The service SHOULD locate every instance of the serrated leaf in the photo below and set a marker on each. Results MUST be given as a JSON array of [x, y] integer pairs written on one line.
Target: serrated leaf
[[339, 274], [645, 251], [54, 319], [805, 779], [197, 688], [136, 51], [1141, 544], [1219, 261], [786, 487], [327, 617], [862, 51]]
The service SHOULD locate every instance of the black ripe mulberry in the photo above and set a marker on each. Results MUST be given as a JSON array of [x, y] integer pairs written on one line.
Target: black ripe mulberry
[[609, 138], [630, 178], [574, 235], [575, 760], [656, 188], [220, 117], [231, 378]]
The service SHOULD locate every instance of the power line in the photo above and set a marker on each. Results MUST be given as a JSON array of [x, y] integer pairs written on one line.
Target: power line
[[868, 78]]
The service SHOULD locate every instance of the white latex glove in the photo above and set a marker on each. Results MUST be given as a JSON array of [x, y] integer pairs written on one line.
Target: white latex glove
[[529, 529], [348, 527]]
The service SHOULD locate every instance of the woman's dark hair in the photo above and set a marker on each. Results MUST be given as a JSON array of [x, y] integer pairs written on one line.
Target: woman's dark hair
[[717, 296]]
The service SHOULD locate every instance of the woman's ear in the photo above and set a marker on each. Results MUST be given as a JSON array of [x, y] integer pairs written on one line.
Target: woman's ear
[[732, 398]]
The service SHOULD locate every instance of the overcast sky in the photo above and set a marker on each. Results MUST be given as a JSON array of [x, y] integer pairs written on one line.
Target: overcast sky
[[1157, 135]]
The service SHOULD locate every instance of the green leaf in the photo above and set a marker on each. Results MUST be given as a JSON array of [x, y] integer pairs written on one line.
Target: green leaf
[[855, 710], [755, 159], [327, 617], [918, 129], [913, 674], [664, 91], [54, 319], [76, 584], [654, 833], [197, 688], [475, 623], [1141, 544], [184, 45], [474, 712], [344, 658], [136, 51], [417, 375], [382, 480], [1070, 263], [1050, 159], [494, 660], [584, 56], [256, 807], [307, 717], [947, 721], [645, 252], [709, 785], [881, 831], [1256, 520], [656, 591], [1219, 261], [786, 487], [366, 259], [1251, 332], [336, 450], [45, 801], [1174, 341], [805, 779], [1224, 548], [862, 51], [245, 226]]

# # # # # # #

» **REQUIRED ACTION**
Transcribe the records above exactly.

» **SOLUTION**
The service SHOULD locate every instance of the serrated leaf in the photo below and set a marker on each. Results MUST be given as a JSON array of [x, y] integer pairs written on one line.
Target: serrated leaf
[[339, 274], [645, 251], [54, 319], [805, 779], [197, 688], [136, 51], [1141, 544], [1219, 261], [786, 487], [327, 617], [862, 51]]
The service SHOULD locate every instance of the black ripe mulberry in the photo above and set a marker on each. Results MUST be given as a JSON array of [x, y] integer pairs written on one line.
Target: black ripe mulberry
[[609, 138], [630, 178], [574, 235], [575, 760], [656, 188], [220, 117], [231, 378]]
The service SHOULD locate every instance of the power line in the photo above and set a marker on each. Results MUST be given as a JSON array of [x, y] integer pairs written on one line.
Target: power line
[[868, 78]]
The service SHOULD locate every instance of the white latex glove in the photo above and set a marker on each. Results MUST be given as a JSON array of [x, y] integer pairs written on one line.
Target: white latex glove
[[529, 529], [348, 527]]
The service SHOULD locate every instance of the woman's dark hair in the photo above and set a marker on each. Results MUST be given as a JSON array of [x, y] integer pairs written on one line.
Target: woman's dark hair
[[717, 296]]
The service SHOULD locate every instance of the woman's ear in the photo above and set a marker on each. Results MUST be given as a JSON array of [x, y] integer pairs written on one line.
Target: woman's ear
[[732, 398]]
The service SHOULD locate every instance of the overcast sky in the photo above and set a marker on each. Results MUST be given as a JSON array of [x, y] integer pairs written on one line.
Target: overcast sky
[[1157, 135]]
The service SHOULD locate every instance of the green leaf in the photo above and set a marker on each. Results MUST be given as a JSON array of [x, y] integer pairs written on one line.
Target: green leaf
[[855, 710], [755, 159], [327, 617], [918, 129], [913, 674], [664, 91], [54, 319], [76, 584], [654, 833], [197, 688], [475, 623], [1141, 544], [184, 45], [474, 712], [344, 658], [136, 51], [417, 375], [382, 480], [1070, 263], [1050, 159], [494, 660], [584, 56], [256, 807], [307, 717], [947, 721], [645, 252], [709, 785], [881, 831], [1256, 520], [656, 591], [1219, 261], [786, 487], [366, 259], [1251, 332], [336, 450], [45, 801], [1174, 341], [805, 779], [1224, 548], [862, 51], [245, 226]]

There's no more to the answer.